**Reading passage**

## begin

Johann Christian Bach (September 5, 1735 – January 1, 1782) was a German composer of the Classical era, the eighteenth child of Johann Sebastian Bach, and the youngest of his eleven sons. After living in Italy for five years, Bach moved to London in 1762, where he became known as "the London Bach". He is also sometimes known as "the English Bach", and during his time spent living in the British capital, he came to be known as John Bach. He is noted for playing a role in influencing the concerto styles of Haydn and Mozart. He contributed significantly to the development of the new sonata principle.

## end

**Complete the following**
1. Answer these questions about the Johann Christian Bach passage:
(a) In what year did he move to London?
(b) Where among Johann Sebastian Bach's sons did he rank?
(c) Whose concerto styles did he help influence?
2. Update the Johann Christian Bach passage from "Johann Christian Bach" to "new sonata principle.", inclusive, and replace "British" with "English".
The data that comes next was taken from a separate source, not from this text.

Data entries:
## begin

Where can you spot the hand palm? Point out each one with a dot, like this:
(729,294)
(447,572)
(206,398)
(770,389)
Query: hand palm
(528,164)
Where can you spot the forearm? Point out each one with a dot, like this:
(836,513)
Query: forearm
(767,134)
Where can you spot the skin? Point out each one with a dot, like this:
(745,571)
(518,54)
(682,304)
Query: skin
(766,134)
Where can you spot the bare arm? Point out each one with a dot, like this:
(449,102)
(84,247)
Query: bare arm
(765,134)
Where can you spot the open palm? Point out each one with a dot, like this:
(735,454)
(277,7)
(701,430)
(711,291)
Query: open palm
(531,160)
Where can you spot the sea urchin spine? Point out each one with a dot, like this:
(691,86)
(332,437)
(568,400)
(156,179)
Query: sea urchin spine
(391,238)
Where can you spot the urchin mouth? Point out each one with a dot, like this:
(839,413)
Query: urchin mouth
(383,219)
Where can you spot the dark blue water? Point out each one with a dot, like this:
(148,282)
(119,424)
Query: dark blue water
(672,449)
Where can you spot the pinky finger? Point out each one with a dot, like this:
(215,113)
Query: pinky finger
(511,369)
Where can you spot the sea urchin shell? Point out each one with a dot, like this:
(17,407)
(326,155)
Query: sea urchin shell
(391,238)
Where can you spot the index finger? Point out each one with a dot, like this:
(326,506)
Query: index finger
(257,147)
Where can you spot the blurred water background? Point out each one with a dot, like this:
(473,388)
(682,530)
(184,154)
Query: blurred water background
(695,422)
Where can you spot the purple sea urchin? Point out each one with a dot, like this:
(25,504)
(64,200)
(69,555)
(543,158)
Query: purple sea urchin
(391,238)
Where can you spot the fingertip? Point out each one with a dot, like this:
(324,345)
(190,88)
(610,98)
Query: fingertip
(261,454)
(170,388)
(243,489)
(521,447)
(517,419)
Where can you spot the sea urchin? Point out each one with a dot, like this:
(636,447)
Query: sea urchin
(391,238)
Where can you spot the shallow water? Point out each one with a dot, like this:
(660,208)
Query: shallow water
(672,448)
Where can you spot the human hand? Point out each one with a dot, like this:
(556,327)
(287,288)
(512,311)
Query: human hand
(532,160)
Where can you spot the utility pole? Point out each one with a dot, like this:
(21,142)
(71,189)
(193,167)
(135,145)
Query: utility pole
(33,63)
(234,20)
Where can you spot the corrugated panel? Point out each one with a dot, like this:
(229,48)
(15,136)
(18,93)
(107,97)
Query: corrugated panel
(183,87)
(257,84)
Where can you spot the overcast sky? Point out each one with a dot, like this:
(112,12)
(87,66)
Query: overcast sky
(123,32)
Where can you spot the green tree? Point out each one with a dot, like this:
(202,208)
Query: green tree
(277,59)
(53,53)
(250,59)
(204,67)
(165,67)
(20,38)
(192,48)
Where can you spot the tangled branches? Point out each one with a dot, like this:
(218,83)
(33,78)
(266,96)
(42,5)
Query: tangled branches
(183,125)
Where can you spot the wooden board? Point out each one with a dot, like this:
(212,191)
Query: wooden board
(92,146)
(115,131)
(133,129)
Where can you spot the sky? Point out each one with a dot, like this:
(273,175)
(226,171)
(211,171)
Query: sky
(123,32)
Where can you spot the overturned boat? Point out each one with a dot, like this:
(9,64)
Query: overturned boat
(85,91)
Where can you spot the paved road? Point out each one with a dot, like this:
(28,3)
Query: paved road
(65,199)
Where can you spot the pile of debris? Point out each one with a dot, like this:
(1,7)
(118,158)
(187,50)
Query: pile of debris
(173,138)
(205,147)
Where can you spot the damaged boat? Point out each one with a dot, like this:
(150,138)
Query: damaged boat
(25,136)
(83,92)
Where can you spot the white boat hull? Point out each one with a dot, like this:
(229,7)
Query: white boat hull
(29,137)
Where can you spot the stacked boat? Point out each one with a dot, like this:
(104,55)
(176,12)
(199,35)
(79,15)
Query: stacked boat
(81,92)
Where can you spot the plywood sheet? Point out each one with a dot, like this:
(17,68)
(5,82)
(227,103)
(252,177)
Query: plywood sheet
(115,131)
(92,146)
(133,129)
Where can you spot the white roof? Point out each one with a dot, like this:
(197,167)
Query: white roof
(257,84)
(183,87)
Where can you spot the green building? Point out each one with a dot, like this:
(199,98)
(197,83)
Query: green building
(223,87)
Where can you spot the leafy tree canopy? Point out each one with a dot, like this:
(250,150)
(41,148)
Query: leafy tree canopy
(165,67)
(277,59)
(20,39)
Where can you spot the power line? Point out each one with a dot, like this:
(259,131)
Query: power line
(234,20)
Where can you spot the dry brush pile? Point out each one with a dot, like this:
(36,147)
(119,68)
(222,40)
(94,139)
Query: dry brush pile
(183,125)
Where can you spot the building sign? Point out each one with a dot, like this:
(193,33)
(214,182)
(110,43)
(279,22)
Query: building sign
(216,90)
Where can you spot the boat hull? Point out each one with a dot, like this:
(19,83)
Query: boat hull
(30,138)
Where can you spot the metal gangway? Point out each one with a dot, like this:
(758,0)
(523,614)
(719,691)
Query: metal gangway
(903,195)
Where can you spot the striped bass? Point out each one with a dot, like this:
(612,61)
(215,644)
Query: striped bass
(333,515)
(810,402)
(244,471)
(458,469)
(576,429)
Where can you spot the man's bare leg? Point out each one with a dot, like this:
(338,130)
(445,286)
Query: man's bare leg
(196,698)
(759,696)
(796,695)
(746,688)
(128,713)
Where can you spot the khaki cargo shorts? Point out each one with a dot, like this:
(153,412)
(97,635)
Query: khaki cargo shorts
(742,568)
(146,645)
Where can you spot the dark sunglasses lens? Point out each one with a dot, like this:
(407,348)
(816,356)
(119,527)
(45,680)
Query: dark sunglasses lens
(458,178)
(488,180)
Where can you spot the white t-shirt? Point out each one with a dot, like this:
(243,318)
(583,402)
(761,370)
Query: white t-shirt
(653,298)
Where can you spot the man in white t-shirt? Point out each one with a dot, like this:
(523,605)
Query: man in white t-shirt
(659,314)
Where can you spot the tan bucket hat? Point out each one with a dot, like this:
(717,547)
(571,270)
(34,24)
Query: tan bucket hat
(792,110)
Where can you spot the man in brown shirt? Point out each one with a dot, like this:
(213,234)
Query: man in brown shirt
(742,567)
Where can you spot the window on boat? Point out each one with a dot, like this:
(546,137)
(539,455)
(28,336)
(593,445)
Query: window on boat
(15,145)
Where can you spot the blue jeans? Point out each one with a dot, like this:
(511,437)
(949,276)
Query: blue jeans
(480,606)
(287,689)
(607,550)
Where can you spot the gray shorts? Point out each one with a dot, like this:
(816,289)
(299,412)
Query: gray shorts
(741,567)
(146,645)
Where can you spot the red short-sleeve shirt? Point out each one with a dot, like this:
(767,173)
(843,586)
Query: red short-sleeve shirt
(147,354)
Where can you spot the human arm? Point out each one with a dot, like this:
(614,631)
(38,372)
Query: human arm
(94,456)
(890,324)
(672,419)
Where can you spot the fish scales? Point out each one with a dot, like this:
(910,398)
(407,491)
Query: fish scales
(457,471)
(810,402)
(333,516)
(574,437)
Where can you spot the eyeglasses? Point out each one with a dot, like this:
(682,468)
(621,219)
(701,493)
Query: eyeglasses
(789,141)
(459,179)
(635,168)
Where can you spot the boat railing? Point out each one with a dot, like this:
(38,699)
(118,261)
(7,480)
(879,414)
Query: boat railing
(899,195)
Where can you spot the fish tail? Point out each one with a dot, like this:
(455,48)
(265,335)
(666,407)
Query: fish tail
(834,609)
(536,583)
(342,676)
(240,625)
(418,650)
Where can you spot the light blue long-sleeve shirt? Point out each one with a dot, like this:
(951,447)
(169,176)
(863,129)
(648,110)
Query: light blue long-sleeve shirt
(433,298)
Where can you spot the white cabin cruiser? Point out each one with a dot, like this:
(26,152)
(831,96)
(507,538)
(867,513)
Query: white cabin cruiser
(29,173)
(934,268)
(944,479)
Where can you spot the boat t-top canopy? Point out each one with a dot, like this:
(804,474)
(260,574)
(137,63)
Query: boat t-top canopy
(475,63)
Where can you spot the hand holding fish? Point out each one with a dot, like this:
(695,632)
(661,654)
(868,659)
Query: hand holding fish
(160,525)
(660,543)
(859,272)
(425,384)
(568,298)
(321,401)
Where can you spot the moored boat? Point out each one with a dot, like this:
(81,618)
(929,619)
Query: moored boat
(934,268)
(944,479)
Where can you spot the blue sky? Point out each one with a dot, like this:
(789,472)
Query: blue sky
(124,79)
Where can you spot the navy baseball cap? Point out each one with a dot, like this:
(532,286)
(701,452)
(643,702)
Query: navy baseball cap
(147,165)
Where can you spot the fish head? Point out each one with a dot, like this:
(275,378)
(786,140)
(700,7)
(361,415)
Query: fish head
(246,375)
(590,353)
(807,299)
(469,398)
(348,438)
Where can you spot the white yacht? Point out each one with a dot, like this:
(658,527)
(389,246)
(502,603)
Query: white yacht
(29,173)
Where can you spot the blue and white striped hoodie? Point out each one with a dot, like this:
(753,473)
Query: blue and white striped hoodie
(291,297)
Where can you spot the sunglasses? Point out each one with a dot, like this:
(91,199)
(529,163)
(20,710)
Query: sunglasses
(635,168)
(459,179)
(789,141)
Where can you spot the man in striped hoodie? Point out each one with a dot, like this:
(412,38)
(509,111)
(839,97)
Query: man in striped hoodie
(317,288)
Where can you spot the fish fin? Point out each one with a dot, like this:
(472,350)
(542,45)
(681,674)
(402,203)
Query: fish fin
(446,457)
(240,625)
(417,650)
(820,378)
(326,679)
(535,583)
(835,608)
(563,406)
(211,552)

## end

**Results**
1.
(a) 1762
(b) He was the youngest of the eleven sons.
(c) Haydn and Mozart

2.
Johann Christian Bach (September 5, 1735 – January 1, 1782) was a German composer of the Classical era, the eighteenth child of Johann Sebastian Bach, and the youngest of his eleven sons. After living in Italy for five years, Bach moved to London in 1762, where he became known as "the London Bach". He is also sometimes known as "the English Bach", and during his time spent living in the English capital, he came to be known as John Bach. He is noted for playing a role in influencing the concerto styles of Haydn and Mozart. He contributed significantly to the development of the new sonata principle.